Extrait du document:
═══
Et là une fois de plus il nous frappe par sa science du phrasé, par la ligne de chant d’une rare homogénéité, par la couleur vocale, par l’intelligence du propos. Il incarne par la voix, mais sans la présence qu’on sait forte quand on lui donne quelque chose à faire sur scène.
On peut admettre qu’une mise en scène veuille montrer la passivité ou l’impuissance des personnages, mais pour cela, il faut trouver des gestes qui la traduisent, et ne pas les laisser sur scène les bras ballants, comme c’est le cas ici Voilà qui pèse lourdement sur l’ambiance générale du plateau, voire sur la lecture scénique.

Piotr Beczala

Piotr Beczala (Lohengrin)

Piotr Beczala est Lohengrin. Il l’a été une fois à Dresde avec Anna Netrebko sous la direction de Christian Thielemann. Ce fut une représentation annoncée par les trompettes de la renommée. Elle fut honorable, mais pour le mythe, il faudra attendre le prochain cygne…
Beczala est un chanteur éminemment sérieux, qui se prépare, qui maîtrise parfaitement le texte, qui sait magnifiquement chanter. J’ai souri cependant en lisant çà et là qu’il avait un style italien : vu le succès très moyen remporté à la Scala dans Alfredo (huées comprises), on doit supposer que le public de la Scala, ne sait ce qu’est le style italien.
═══
Entrées fournies:
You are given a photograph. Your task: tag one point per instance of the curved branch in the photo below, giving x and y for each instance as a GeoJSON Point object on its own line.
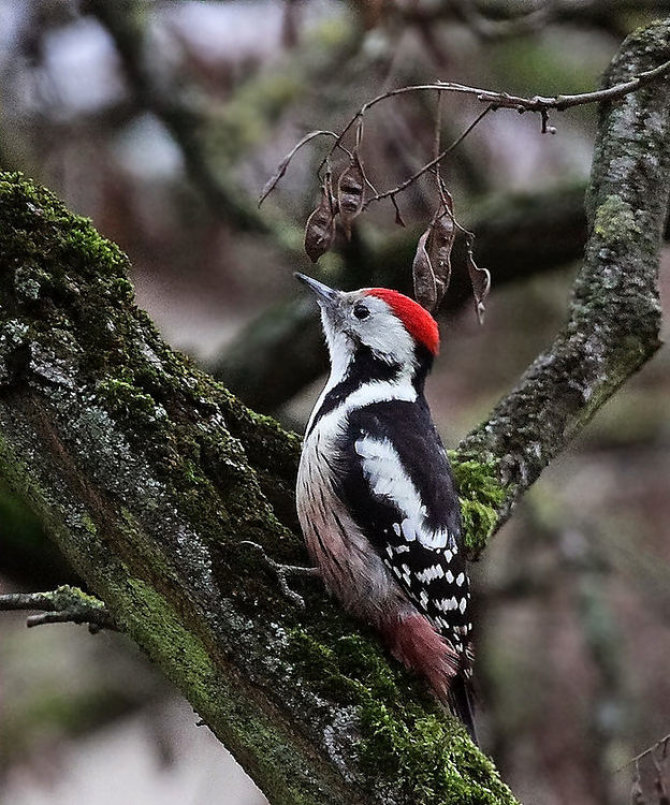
{"type": "Point", "coordinates": [281, 351]}
{"type": "Point", "coordinates": [150, 476]}
{"type": "Point", "coordinates": [614, 317]}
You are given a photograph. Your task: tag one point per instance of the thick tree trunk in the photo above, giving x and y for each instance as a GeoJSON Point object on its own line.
{"type": "Point", "coordinates": [150, 475]}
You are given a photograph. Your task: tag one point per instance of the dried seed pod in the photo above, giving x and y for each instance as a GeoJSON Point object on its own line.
{"type": "Point", "coordinates": [398, 217]}
{"type": "Point", "coordinates": [425, 288]}
{"type": "Point", "coordinates": [320, 226]}
{"type": "Point", "coordinates": [636, 792]}
{"type": "Point", "coordinates": [350, 192]}
{"type": "Point", "coordinates": [481, 281]}
{"type": "Point", "coordinates": [442, 234]}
═══
À faire:
**1)** Dans la critique sur Lohengrin, avec quelle chanteuse Piotr Beczala a-t-il tenu ce rôle à Dresde ?
**2)** Prolongez la critique sur Lohengrin à partir de sa dernière phrase.
Les entrées forment un ensemble à part, distinct de la critique sur Lohengrin.

Réponses:
**1)** Avec Anna Netrebko.

**2)**
On s’est bien gardé de souligner que là où il possède incontestablement du style, c’est dans le répertoire français. Beczala est une voix, qui affronte la plupart du temps certains opéras italiens et qui devrait se mettre très sérieusement à chanter beaucoup plus en français.
Cependant cette voix parfaitement éduquée et maîtrisée techniquement a le défaut de produire sauf exception un chant uniforme, peu expressif, peu coloré, sans véritable engagement et sans accents : dans le répertoire italien, qu’il chante Alfredo, le Duc de Mantoue ou Riccardo, c’est toujours un peu pareil, dans une perfection formelle qui peine à émouvoir.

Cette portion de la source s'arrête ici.